## [Page]
==========
XYZ represents global connections, i.e., long wires.

To address the increasing complexities, physical designers need new routing techniques that can perform a full chip parasitic and timing optimization from placement to the route.

3. Wire Delay Model

The net delay is the time difference, between when a signal is first applied to the net, and when it reaches the other devices connected to that net. The net delay is a direct effect of the finite resistance and capacitance of that net; it is also known as the wire delay.

Wire delay is a function of R_net and C_wire (C_net + C_input) [8].

For the delay calculation in EDA tools, it is true that the delay is calculated using complex timing models such as Non-Linear Delay Model (NLDM) and Composite Current Source (CCS), but a simple model could be used for a rough estimation of delays like the “Elmore Delay formula” [9] presented in Figure 3. It can be concluded that reducing wire resistance implies wire delay (τ_DN) reduction.

The resistance of a wire is proportional to its length L and inversely proportional to its cross-section A.

The resistance of a rectangular conductor is shown in Figure 4. Where the constant ρ is the resistivity of the material (in W-m) and H is a constant for a given technology [9].

R_s is the sheet resistance of the material, having unit of W/sq (W-per-square). This expresses that the resistance of a square conductor is independent of its absolute size. To obtain the wire resistance, the sheet resistance is multiplied by its ratio (L/W), as shown in Figure 4.
==========
## [Dataset extract]
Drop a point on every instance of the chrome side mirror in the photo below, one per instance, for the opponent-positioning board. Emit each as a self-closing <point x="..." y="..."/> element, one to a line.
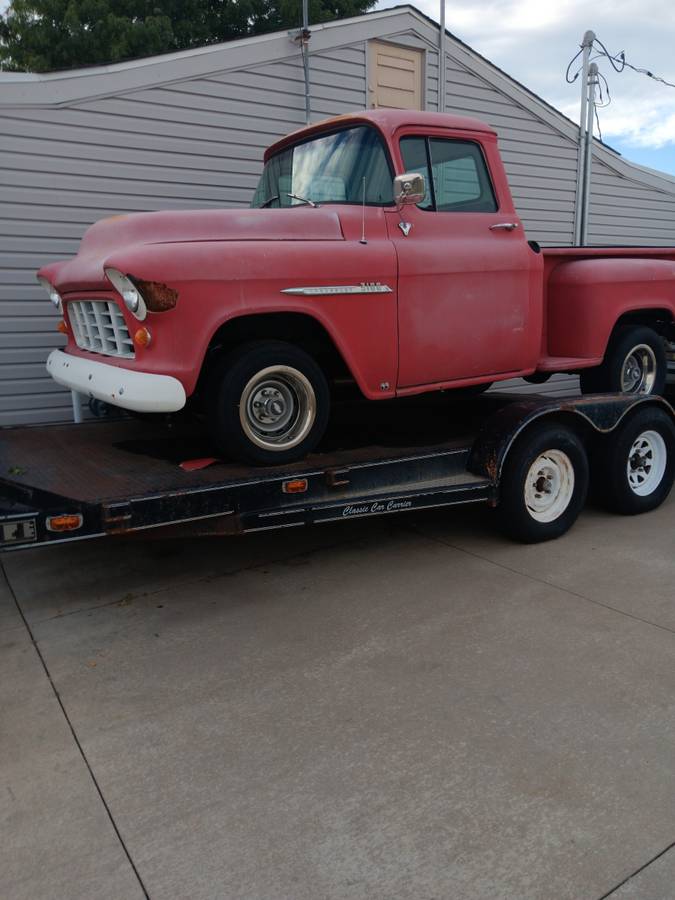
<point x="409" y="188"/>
==========
Reproduce the wire delay passage above in full, word for word.

XYZ represents global connections, i.e., long wires.

To address the increasing complexities, physical designers need new routing techniques that can perform a full chip parasitic and timing optimization from placement to the route.

3. Wire Delay Model

The net delay is the time difference, between when a signal is first applied to the net, and when it reaches the other devices connected to that net. The net delay is a direct effect of the finite resistance and capacitance of that net; it is also known as the wire delay.

Wire delay is a function of R_net and C_wire (C_net + C_input) [8].

For the delay calculation in EDA tools, it is true that the delay is calculated using complex timing models such as Non-Linear Delay Model (NLDM) and Composite Current Source (CCS), but a simple model could be used for a rough estimation of delays like the “Elmore Delay formula” [9] presented in Figure 3. It can be concluded that reducing wire resistance implies wire delay (τ_DN) reduction.

The resistance of a wire is proportional to its length L and inversely proportional to its cross-section A.

The resistance of a rectangular conductor is shown in Figure 4. Where the constant ρ is the resistivity of the material (in W-m) and H is a constant for a given technology [9].

R_s is the sheet resistance of the material, having unit of W/sq (W-per-square). This expresses that the resistance of a square conductor is independent of its absolute size. To obtain the wire resistance, the sheet resistance is multiplied by its ratio (L/W), as shown in Figure 4.